_Text under study_.
▬▬▬

Blackberries are my choice now...much less care, much better results.


----------



## Txsouthernman81

Other than size is there a big difference between blackberries and dewberries? I picked about 5 gallon size baggies worth of dewberries last year and felt really good about it because i didn't have to plant, water or fertilize, just go out to the woods in the backyard and go get them. And of course my blackberries that I did plant, water and fertilized gave me nothing .


----------



## locolobo

*Citrus in Texas*

My new Burgess catalog has 6-in-1 dwarf fruit cocktail trees

Texas has a law that prohibits bringing citrus from out of state. This is to protect, mainly the citrus industry in the valley, from imported diseases. Most catalogs will not ship citrus to Texas and should say so in the cats.

▬▬▬

[Collection entries]
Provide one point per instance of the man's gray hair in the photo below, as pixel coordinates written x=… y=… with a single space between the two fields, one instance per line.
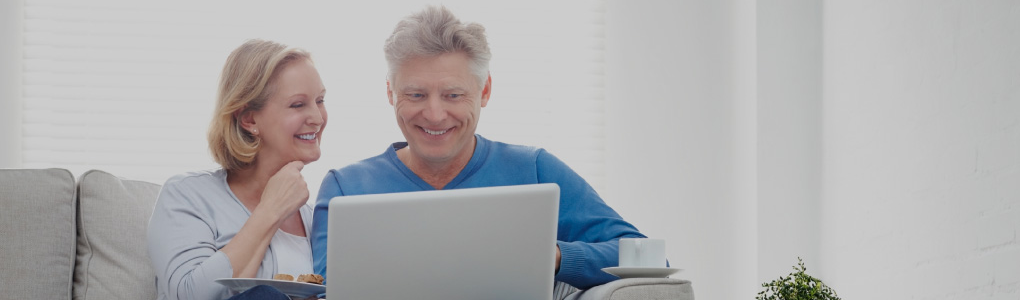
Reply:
x=436 y=31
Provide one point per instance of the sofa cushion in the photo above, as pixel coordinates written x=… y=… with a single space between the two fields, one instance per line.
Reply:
x=112 y=253
x=37 y=240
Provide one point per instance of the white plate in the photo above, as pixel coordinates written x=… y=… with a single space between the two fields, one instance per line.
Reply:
x=289 y=288
x=641 y=272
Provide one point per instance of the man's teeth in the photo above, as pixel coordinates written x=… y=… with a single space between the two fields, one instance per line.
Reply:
x=435 y=133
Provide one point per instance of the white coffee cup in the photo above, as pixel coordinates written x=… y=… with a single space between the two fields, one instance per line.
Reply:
x=643 y=253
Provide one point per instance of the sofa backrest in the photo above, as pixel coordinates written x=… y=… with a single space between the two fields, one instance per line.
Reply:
x=112 y=253
x=61 y=240
x=37 y=233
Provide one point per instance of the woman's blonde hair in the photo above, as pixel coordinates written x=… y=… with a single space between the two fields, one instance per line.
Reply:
x=245 y=86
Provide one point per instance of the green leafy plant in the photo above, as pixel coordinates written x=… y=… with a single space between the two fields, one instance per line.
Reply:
x=798 y=286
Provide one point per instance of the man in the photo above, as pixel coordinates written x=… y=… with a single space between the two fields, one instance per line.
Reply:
x=438 y=84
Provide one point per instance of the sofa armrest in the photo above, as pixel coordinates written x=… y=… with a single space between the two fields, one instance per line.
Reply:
x=645 y=289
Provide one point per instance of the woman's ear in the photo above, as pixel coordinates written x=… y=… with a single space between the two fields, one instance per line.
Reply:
x=247 y=119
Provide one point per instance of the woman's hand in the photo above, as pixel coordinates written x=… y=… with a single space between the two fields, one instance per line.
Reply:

▬▬▬

_Task item 1_.
Answer these questions from the gardening thread:
(a) About how many gallon-size baggies of dewberries did Txsouthernman81 pick last year?
(b) What does the new Burgess catalog offer, according to locolobo?
(c) What does the Texas law mentioned in the gardening thread prohibit?
_Task item 2_.
Carry on the gardening thread from the point where it stops.
None of the collection entries are needed for this work.

_Task answer 1_.
(a) About 5.
(b) 6-in-1 dwarf fruit cocktail trees.
(c) Bringing citrus from out of state.

_Task answer 2_.
----------



## Possum I

*The Citrus Guru for our area*

Captn,
Google John Panzarella citrus. This guy is amazing. He has over 250 fruit trees in his back yard. He sells trees, gives grafting classes in Lake Jackson.


----------



## Muddskipper

Possum I said:


> Captn,
> Google John Panzarella citrus. This guy is amazing. He has over 250 fruit trees in his back yard. He sells trees, gives grafting classes in Lake Jackson.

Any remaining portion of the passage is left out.